Items from a dataset
= = = = =

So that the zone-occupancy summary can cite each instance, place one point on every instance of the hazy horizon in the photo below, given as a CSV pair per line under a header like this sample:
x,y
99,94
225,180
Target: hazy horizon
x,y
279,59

= = = = =

EXERCISE GOAL
All of the entries above, written out exactly, make up the reply.

RESULT OF THIS EXERCISE
So that the zone-occupancy summary can cite each instance, place one point on every instance of the hazy horizon in the photo below, given as a CSV pair per line under a header like this sample:
x,y
99,94
225,180
Target: hazy horizon
x,y
279,59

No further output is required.